== Task details ==
Begin at the first line of the listing below and stop after the line that contains "<point>311,350</point>". Reproduce every line in that span, requests included, with each x and y coordinate in the answers multiplied by 1.55 and rounded to a whole number, halves rounded up.

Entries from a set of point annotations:
▬▬▬▬▬▬▬▬▬▬

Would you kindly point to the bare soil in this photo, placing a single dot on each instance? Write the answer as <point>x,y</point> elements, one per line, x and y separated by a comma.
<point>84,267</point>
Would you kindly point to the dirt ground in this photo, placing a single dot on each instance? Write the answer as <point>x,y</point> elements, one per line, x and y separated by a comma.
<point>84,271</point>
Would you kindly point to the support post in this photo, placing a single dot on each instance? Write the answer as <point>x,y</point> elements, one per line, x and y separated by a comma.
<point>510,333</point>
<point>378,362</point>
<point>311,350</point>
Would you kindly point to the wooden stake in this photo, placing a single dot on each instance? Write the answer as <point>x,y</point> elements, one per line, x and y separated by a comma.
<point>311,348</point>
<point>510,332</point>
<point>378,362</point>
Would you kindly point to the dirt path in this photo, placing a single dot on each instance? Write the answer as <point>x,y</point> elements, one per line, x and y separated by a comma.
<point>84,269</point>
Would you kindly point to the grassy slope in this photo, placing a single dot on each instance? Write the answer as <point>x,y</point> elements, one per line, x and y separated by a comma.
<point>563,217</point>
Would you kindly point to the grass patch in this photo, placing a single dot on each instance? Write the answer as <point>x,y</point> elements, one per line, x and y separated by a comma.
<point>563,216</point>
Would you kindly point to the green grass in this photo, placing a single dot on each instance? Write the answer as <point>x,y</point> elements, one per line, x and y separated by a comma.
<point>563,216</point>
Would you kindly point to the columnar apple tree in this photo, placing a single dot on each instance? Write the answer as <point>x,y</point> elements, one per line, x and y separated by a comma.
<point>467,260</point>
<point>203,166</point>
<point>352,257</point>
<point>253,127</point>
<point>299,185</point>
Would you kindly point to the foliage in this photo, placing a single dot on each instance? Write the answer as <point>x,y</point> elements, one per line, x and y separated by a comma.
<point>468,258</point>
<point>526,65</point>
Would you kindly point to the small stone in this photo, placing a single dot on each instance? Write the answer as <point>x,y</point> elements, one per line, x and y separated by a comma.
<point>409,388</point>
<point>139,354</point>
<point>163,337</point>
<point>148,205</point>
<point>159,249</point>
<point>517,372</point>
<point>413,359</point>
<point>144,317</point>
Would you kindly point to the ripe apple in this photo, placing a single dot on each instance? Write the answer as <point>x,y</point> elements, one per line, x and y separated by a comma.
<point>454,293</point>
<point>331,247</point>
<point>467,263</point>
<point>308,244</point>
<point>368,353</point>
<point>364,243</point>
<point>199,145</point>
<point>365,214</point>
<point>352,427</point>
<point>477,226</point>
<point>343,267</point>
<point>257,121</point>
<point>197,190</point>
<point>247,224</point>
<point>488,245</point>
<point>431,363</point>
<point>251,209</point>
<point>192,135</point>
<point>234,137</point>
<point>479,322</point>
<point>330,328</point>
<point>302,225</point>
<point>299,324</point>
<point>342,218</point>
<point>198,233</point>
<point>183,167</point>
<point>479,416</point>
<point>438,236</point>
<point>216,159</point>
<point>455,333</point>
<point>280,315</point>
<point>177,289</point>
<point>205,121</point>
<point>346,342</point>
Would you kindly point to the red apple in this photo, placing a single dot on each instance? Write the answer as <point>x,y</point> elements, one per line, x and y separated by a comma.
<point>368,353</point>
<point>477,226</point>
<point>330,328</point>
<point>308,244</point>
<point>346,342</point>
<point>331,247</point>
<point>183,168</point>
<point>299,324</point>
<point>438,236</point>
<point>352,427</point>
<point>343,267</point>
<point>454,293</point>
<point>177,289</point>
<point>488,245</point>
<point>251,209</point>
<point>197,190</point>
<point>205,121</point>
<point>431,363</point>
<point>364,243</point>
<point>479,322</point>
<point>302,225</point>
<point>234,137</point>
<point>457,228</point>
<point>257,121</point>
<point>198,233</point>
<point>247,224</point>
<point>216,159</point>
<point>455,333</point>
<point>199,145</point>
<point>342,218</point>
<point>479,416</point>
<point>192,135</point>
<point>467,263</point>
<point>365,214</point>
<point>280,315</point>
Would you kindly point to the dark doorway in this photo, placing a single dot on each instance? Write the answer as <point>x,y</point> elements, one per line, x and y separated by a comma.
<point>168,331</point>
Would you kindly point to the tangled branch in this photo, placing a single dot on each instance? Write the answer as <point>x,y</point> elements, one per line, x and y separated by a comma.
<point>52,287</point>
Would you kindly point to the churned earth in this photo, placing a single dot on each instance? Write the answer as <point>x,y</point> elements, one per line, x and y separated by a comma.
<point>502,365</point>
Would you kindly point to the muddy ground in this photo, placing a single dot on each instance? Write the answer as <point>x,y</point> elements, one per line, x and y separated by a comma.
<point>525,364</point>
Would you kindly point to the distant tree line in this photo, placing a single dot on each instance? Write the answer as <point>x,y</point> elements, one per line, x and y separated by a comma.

▬▬▬▬▬▬▬▬▬▬

== Output for this exercise ==
Would you kindly point to the bare soil in this photo, placing a single dot on each instance? Write the answer as <point>x,y</point> elements, one per line, x and y separated by a comma.
<point>130,414</point>
Would you kindly point to the dirt ground in this photo, placing a single dot on each instance? Write the answer as <point>x,y</point> elements, one per line, x and y separated by a comma.
<point>130,420</point>
Would you kindly point to the support post in this photo, placing a single dot on each instance? Write the answer as <point>x,y</point> elements, one per line, x and y separated by a comma.
<point>791,516</point>
<point>586,561</point>
<point>482,543</point>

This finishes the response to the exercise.